Start of EXERCISE DATA
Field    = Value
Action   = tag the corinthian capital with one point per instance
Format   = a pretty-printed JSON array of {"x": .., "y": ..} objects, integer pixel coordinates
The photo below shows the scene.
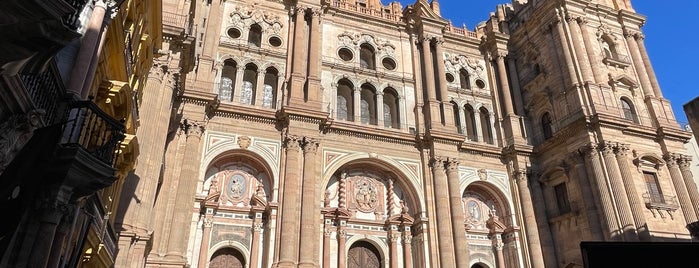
[
  {"x": 192, "y": 127},
  {"x": 310, "y": 145},
  {"x": 452, "y": 164}
]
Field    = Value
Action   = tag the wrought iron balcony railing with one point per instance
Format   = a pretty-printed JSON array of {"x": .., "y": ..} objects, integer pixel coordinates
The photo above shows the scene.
[
  {"x": 88, "y": 127},
  {"x": 72, "y": 19},
  {"x": 658, "y": 201},
  {"x": 46, "y": 91}
]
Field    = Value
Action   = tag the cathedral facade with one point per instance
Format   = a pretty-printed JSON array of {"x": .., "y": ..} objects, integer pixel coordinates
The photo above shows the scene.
[{"x": 349, "y": 133}]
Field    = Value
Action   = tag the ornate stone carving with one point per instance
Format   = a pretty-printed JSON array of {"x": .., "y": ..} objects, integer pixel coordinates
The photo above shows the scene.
[
  {"x": 15, "y": 132},
  {"x": 482, "y": 174},
  {"x": 244, "y": 142},
  {"x": 366, "y": 195},
  {"x": 436, "y": 162},
  {"x": 292, "y": 143},
  {"x": 193, "y": 128},
  {"x": 310, "y": 146}
]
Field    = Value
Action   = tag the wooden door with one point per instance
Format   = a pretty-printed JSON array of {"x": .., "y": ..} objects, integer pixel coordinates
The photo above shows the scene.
[
  {"x": 363, "y": 255},
  {"x": 227, "y": 258}
]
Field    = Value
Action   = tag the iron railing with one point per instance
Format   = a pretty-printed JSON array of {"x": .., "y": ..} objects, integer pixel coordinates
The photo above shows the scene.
[
  {"x": 46, "y": 91},
  {"x": 93, "y": 130},
  {"x": 660, "y": 201},
  {"x": 72, "y": 20}
]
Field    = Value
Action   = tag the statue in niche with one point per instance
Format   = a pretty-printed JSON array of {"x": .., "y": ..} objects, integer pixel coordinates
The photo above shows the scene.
[
  {"x": 366, "y": 195},
  {"x": 236, "y": 186}
]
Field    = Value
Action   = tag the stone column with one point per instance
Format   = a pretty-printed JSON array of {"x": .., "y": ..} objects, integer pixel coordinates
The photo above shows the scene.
[
  {"x": 88, "y": 47},
  {"x": 567, "y": 57},
  {"x": 393, "y": 236},
  {"x": 341, "y": 245},
  {"x": 309, "y": 223},
  {"x": 357, "y": 105},
  {"x": 205, "y": 237},
  {"x": 255, "y": 243},
  {"x": 690, "y": 214},
  {"x": 299, "y": 62},
  {"x": 238, "y": 87},
  {"x": 379, "y": 109},
  {"x": 462, "y": 121},
  {"x": 628, "y": 226},
  {"x": 649, "y": 67},
  {"x": 289, "y": 236},
  {"x": 627, "y": 175},
  {"x": 186, "y": 190},
  {"x": 314, "y": 54},
  {"x": 684, "y": 162},
  {"x": 504, "y": 85},
  {"x": 638, "y": 64},
  {"x": 580, "y": 51},
  {"x": 444, "y": 228},
  {"x": 477, "y": 129},
  {"x": 259, "y": 88},
  {"x": 576, "y": 162},
  {"x": 497, "y": 247},
  {"x": 457, "y": 214},
  {"x": 326, "y": 244},
  {"x": 609, "y": 221},
  {"x": 407, "y": 248},
  {"x": 599, "y": 76},
  {"x": 428, "y": 69},
  {"x": 443, "y": 90},
  {"x": 535, "y": 253}
]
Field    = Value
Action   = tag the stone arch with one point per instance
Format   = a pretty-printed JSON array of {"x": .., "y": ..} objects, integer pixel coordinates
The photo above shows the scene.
[
  {"x": 493, "y": 197},
  {"x": 261, "y": 155},
  {"x": 373, "y": 240},
  {"x": 230, "y": 244},
  {"x": 242, "y": 160},
  {"x": 409, "y": 181}
]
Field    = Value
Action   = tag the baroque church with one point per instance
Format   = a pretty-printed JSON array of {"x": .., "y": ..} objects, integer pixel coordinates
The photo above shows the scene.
[{"x": 354, "y": 133}]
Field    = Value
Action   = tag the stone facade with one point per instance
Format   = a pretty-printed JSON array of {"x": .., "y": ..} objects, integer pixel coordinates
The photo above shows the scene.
[{"x": 352, "y": 133}]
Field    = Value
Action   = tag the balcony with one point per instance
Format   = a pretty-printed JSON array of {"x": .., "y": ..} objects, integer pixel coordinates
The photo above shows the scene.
[
  {"x": 658, "y": 203},
  {"x": 34, "y": 30},
  {"x": 86, "y": 154},
  {"x": 621, "y": 61}
]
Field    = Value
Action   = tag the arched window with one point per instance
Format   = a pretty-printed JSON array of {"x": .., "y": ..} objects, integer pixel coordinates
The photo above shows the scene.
[
  {"x": 247, "y": 93},
  {"x": 227, "y": 257},
  {"x": 608, "y": 47},
  {"x": 367, "y": 59},
  {"x": 368, "y": 105},
  {"x": 391, "y": 114},
  {"x": 255, "y": 35},
  {"x": 470, "y": 118},
  {"x": 546, "y": 126},
  {"x": 464, "y": 79},
  {"x": 457, "y": 118},
  {"x": 363, "y": 254},
  {"x": 345, "y": 103},
  {"x": 228, "y": 72},
  {"x": 628, "y": 109},
  {"x": 269, "y": 91},
  {"x": 485, "y": 125}
]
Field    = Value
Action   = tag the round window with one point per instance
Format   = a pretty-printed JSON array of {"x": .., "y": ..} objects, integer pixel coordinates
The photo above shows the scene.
[
  {"x": 275, "y": 41},
  {"x": 234, "y": 33},
  {"x": 480, "y": 83},
  {"x": 345, "y": 54},
  {"x": 389, "y": 64}
]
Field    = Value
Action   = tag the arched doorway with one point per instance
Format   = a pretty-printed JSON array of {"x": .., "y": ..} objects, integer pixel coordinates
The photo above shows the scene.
[
  {"x": 363, "y": 254},
  {"x": 227, "y": 258}
]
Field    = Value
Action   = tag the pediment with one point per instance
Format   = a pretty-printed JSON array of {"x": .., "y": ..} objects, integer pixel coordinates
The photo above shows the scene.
[{"x": 424, "y": 11}]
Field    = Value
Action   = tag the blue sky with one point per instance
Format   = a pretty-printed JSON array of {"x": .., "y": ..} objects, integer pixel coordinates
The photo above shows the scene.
[{"x": 672, "y": 40}]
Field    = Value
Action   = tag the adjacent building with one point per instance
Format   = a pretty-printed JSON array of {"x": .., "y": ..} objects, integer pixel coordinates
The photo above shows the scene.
[{"x": 72, "y": 76}]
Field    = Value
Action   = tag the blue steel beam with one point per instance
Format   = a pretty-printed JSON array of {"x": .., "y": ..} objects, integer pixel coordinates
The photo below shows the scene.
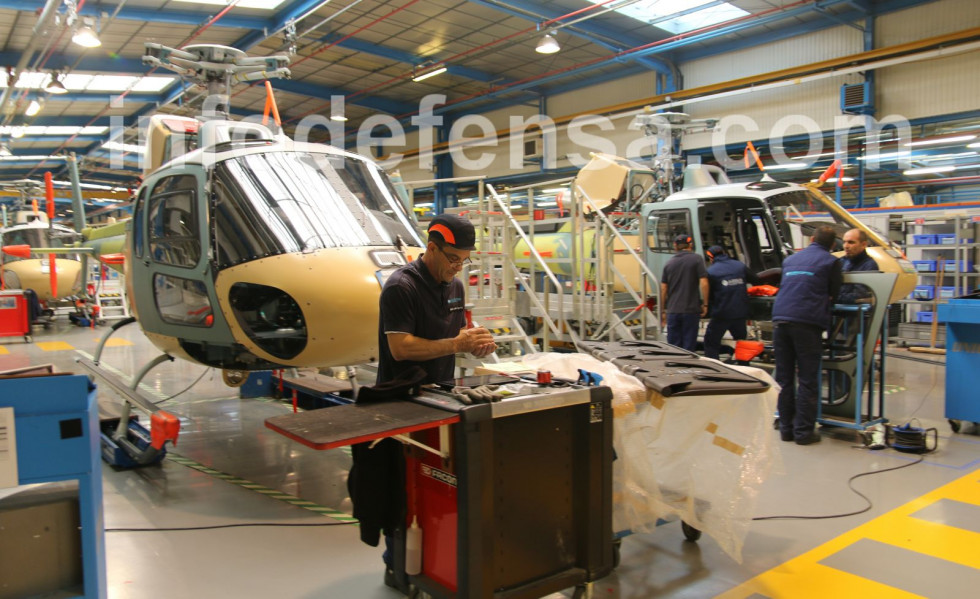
[
  {"x": 592, "y": 32},
  {"x": 791, "y": 31}
]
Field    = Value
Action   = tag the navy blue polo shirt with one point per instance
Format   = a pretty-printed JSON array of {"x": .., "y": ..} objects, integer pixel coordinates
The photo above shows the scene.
[{"x": 413, "y": 302}]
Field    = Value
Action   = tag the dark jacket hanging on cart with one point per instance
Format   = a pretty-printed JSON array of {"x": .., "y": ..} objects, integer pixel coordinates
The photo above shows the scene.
[{"x": 376, "y": 481}]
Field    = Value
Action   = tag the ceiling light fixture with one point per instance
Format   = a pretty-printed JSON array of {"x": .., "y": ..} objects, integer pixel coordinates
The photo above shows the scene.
[
  {"x": 941, "y": 140},
  {"x": 547, "y": 45},
  {"x": 436, "y": 71},
  {"x": 55, "y": 86},
  {"x": 929, "y": 170},
  {"x": 86, "y": 36}
]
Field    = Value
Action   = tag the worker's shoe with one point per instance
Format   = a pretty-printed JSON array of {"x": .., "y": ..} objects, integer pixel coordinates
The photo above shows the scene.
[{"x": 811, "y": 438}]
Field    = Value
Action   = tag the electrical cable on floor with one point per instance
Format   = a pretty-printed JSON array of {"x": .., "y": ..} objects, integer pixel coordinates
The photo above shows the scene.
[
  {"x": 849, "y": 484},
  {"x": 186, "y": 389},
  {"x": 215, "y": 526}
]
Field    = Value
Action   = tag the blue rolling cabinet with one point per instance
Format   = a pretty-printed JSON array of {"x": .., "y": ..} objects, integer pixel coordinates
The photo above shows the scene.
[
  {"x": 55, "y": 433},
  {"x": 962, "y": 317}
]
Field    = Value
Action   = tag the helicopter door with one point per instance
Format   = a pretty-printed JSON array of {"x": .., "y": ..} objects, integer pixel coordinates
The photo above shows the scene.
[
  {"x": 661, "y": 223},
  {"x": 756, "y": 241},
  {"x": 172, "y": 276}
]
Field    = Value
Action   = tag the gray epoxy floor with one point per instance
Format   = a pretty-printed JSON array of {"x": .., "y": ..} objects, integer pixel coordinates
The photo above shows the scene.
[{"x": 227, "y": 434}]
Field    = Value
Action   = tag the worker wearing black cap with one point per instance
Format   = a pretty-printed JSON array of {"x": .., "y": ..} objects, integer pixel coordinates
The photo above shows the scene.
[
  {"x": 684, "y": 292},
  {"x": 422, "y": 324},
  {"x": 423, "y": 307},
  {"x": 729, "y": 307}
]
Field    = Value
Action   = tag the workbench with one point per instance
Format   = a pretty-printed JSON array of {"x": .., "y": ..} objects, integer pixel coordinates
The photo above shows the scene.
[
  {"x": 53, "y": 541},
  {"x": 514, "y": 498}
]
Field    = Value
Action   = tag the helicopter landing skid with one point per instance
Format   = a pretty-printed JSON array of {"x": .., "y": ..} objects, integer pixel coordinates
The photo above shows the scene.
[{"x": 126, "y": 443}]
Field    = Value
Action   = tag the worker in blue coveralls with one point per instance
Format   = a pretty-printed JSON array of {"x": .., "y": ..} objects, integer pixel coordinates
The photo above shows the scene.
[
  {"x": 811, "y": 280},
  {"x": 684, "y": 292},
  {"x": 728, "y": 281},
  {"x": 856, "y": 259}
]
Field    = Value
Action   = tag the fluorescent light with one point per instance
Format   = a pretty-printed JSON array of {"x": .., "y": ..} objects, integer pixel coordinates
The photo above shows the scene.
[
  {"x": 86, "y": 36},
  {"x": 547, "y": 45},
  {"x": 929, "y": 170},
  {"x": 941, "y": 140},
  {"x": 679, "y": 16},
  {"x": 888, "y": 156},
  {"x": 432, "y": 73},
  {"x": 784, "y": 167},
  {"x": 258, "y": 4},
  {"x": 32, "y": 157},
  {"x": 946, "y": 156}
]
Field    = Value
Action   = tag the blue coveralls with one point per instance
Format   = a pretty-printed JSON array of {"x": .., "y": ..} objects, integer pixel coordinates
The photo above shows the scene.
[
  {"x": 801, "y": 314},
  {"x": 728, "y": 302}
]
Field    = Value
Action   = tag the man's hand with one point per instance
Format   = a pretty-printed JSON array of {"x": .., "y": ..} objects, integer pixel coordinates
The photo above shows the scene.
[{"x": 475, "y": 340}]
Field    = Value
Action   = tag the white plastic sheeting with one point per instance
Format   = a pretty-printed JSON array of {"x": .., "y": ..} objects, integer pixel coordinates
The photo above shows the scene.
[{"x": 701, "y": 459}]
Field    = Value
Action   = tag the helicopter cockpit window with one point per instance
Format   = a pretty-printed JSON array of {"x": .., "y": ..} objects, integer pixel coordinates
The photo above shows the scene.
[
  {"x": 277, "y": 202},
  {"x": 182, "y": 301},
  {"x": 664, "y": 226},
  {"x": 799, "y": 213},
  {"x": 172, "y": 222}
]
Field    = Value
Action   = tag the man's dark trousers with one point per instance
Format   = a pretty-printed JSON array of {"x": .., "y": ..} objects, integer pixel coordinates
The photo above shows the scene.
[
  {"x": 716, "y": 330},
  {"x": 682, "y": 330},
  {"x": 797, "y": 347}
]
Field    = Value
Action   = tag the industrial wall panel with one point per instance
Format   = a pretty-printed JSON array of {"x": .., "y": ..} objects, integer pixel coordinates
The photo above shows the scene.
[
  {"x": 936, "y": 87},
  {"x": 805, "y": 49},
  {"x": 927, "y": 20}
]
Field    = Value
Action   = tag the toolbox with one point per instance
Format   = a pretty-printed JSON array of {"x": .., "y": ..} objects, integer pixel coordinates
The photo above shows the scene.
End of EXERCISE DATA
WHAT TO WORK ON »
Looking at the data above, say how many lines contain "worker", and give no other words.

REPLY TO THE EXERCISE »
3